JOB:
Reproduce every line of the material below verbatim, from the first line to the last.
BEGIN SUPPLIED ENTRIES
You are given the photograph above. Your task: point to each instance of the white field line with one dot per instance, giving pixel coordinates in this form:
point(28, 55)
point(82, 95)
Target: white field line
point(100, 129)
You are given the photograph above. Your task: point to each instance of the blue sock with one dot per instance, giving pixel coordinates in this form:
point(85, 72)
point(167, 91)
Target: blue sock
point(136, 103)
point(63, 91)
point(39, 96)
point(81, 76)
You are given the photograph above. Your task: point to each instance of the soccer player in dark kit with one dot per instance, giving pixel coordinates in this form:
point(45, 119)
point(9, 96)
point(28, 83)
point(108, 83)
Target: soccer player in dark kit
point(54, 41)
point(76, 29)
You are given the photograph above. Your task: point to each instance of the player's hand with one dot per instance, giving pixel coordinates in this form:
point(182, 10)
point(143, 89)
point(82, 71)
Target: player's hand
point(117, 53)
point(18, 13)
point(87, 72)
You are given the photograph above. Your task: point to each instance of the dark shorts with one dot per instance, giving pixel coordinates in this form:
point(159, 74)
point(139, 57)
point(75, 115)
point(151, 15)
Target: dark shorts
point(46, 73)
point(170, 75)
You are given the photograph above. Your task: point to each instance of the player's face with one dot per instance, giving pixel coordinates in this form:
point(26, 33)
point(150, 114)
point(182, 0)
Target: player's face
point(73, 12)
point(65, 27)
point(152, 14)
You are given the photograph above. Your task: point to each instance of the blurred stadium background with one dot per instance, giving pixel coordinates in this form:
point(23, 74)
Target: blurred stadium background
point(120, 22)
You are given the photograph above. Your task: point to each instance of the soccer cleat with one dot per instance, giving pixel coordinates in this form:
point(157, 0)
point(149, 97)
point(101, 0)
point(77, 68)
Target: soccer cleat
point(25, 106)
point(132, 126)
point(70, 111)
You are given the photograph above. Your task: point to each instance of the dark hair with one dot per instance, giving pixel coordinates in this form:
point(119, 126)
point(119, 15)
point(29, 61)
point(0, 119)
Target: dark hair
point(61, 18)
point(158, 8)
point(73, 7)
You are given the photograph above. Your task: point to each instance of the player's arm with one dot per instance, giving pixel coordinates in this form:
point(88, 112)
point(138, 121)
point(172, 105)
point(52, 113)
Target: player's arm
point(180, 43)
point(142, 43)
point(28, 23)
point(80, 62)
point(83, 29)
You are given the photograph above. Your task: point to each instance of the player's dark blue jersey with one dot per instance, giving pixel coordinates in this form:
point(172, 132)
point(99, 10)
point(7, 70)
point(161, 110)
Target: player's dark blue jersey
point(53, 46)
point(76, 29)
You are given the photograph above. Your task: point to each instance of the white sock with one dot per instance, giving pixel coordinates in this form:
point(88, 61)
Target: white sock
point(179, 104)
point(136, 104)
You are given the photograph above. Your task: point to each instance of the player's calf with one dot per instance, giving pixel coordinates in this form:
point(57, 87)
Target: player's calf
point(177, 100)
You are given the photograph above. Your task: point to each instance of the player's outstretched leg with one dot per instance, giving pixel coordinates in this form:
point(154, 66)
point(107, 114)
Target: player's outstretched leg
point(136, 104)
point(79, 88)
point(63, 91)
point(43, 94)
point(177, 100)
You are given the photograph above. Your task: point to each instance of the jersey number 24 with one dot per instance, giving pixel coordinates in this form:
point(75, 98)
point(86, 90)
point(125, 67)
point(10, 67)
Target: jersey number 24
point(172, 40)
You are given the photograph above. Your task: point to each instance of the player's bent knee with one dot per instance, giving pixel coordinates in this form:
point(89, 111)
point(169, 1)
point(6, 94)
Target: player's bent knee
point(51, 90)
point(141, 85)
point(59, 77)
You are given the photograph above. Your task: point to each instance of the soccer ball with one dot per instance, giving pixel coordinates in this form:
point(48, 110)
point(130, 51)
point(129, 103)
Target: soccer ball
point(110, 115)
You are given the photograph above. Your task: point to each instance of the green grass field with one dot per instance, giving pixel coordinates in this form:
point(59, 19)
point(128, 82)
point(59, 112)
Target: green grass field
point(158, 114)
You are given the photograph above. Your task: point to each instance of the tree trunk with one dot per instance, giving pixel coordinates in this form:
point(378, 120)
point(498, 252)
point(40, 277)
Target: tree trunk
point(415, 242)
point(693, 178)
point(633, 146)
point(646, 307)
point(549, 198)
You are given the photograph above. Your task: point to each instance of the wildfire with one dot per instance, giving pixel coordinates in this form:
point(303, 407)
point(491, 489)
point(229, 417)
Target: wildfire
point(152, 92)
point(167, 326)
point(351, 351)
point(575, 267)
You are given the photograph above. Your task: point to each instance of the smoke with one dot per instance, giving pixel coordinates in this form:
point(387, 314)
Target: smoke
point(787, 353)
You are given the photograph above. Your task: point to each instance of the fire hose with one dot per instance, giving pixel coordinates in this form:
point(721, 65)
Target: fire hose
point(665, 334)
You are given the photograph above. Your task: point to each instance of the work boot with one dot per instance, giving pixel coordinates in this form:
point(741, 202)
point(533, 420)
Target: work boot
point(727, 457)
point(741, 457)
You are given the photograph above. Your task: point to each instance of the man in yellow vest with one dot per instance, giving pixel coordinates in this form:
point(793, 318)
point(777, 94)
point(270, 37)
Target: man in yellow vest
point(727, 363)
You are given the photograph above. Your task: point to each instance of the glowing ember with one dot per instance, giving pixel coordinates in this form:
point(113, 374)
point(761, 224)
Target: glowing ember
END SUPPLIED ENTRIES
TASK OUTPUT:
You are given the photograph above. Your task: point to each instance of the white field line with one dot per instance, giving pixel coordinates in this form:
point(28, 55)
point(82, 95)
Target: white field line
point(100, 129)
You are given the photograph above. Your task: point to each instance of the blue sock with one dot per instance, giving pixel coordinates in this form:
point(85, 72)
point(167, 91)
Target: blue sock
point(136, 103)
point(63, 91)
point(39, 96)
point(81, 76)
You are given the photograph above. Your task: point to each instance of the soccer player in dark kit with one dot per instance, giving pixel coordinates in this form:
point(45, 119)
point(9, 96)
point(28, 83)
point(108, 83)
Target: soccer player in dark kit
point(54, 41)
point(76, 29)
You are given the photograph above. Your task: point to each instance of the player's hand with one dot per instance, giving pixel coordinates in this form:
point(182, 10)
point(143, 89)
point(82, 71)
Target: player's hand
point(117, 53)
point(18, 13)
point(87, 72)
You are given the photograph above. Your task: point to each instance of the dark shorts with one dot per instance, giving pixel coordinates in this form:
point(159, 74)
point(139, 57)
point(75, 115)
point(151, 15)
Target: dark shorts
point(46, 73)
point(170, 75)
You are given the photograph above. Your task: point to each instance of the player's face with one dot per instance, giving pixel coordinates in this form:
point(26, 33)
point(150, 114)
point(182, 0)
Target: player's face
point(73, 12)
point(65, 27)
point(152, 14)
You are given the photograph above. Your task: point to each instance of the blurred stadium background with one dot per instance, giving pixel coordinates in this form:
point(23, 74)
Target: blurred stadium background
point(120, 22)
You are given the photograph above. Your task: point to each instance of the soccer cleat with one dot per instance, giving pixel coordinates in this form:
point(157, 0)
point(149, 97)
point(101, 0)
point(77, 68)
Target: soccer cleat
point(25, 106)
point(132, 126)
point(70, 111)
You are given the photograph above. Your task: point to each instance of the dark hair with one dot per instance, giving pixel coordinates in this form:
point(119, 126)
point(119, 15)
point(29, 61)
point(0, 119)
Target: dark hair
point(61, 18)
point(158, 8)
point(73, 7)
You are given the photograph above. Your task: point to each instance of the player's arm with one dot per instance, giving pixel coordinates in this form:
point(88, 112)
point(138, 121)
point(172, 105)
point(52, 113)
Target: player's arm
point(180, 43)
point(142, 43)
point(28, 23)
point(80, 62)
point(83, 29)
You are given the photograph above. Your task: point to each instance of the player's dark blue jersey with one dot per instance, giving pixel coordinates in this form:
point(172, 132)
point(99, 10)
point(7, 70)
point(161, 110)
Target: player's dark blue jersey
point(53, 46)
point(76, 29)
You are given the photograph above. Your task: point to each instance of the white sock with one dot per instance, giving pixel coordinates in this form:
point(88, 61)
Target: white sock
point(179, 104)
point(136, 104)
You are given the photograph above. Your task: point to each instance of the player's calf with one dot per instance, giving pixel coordinates in this form:
point(57, 87)
Target: player's calf
point(177, 100)
You are given the photograph above. Your task: point to each instance of the player's outstretched leg with one dot per instance, giving pixel coordinates in this form:
point(154, 66)
point(107, 114)
Target: player's outstretched leg
point(136, 104)
point(79, 88)
point(63, 91)
point(43, 94)
point(177, 100)
You are given the photograph above. Your task: point to each instance of the jersey number 24 with one dot per instance, giving pixel coordinates in this form:
point(75, 98)
point(86, 90)
point(125, 67)
point(10, 67)
Target: jersey number 24
point(172, 40)
You are given the photograph above. Your task: point to each instance of the player's bent knee with one dot per instance, giving pixel coordinates in this form:
point(89, 111)
point(169, 1)
point(6, 94)
Target: player's bent knee
point(51, 90)
point(141, 85)
point(59, 77)
You are given the photograph above. Your task: point to each instance of the soccer ball with one dot per instance, giving pixel coordinates in this form:
point(48, 110)
point(130, 51)
point(129, 103)
Target: soccer ball
point(110, 115)
You are given the photograph above. Your task: point to each instance of the green grass field with one dot per instance, giving pixel coordinates in this form:
point(59, 19)
point(128, 82)
point(59, 112)
Target: green grass field
point(158, 114)
You are given the photograph above. Your task: point to each instance of the tree trunk with one dot per instance, giving pixel coordinates in this form:
point(378, 120)
point(498, 252)
point(40, 277)
Target: tree trunk
point(415, 242)
point(693, 178)
point(633, 146)
point(646, 307)
point(549, 198)
You are given the photograph above. Your task: point to each instance of the wildfire with one dot per instance, giving pixel coordinates in this form:
point(303, 407)
point(491, 489)
point(229, 417)
Target: wildfire
point(152, 92)
point(167, 326)
point(351, 351)
point(575, 267)
You are given the photograph above. Your task: point to each instance of the smoke with one dot per instance, giving pixel coordinates in this form:
point(387, 314)
Target: smoke
point(787, 353)
You are given the photograph above. Your task: point to each instance of the fire hose with one dot per instance, giving pixel coordinates in this form:
point(721, 65)
Target: fire hose
point(665, 334)
You are given the photograph above. Your task: point to each instance of the work boot with one dot per instance, giving pixel coordinates in this form:
point(741, 202)
point(533, 420)
Target: work boot
point(727, 457)
point(741, 457)
You are given the photograph above. Your task: point to each instance of the man in yellow vest with one dot per instance, giving pixel coordinates in this form:
point(793, 318)
point(777, 94)
point(270, 37)
Target: man in yellow vest
point(727, 363)
You are given the photograph above. Your task: point to each instance of the glowing ember with one dot per instance, giving pixel coordinates in this form:
point(113, 374)
point(761, 224)
Target: glowing ember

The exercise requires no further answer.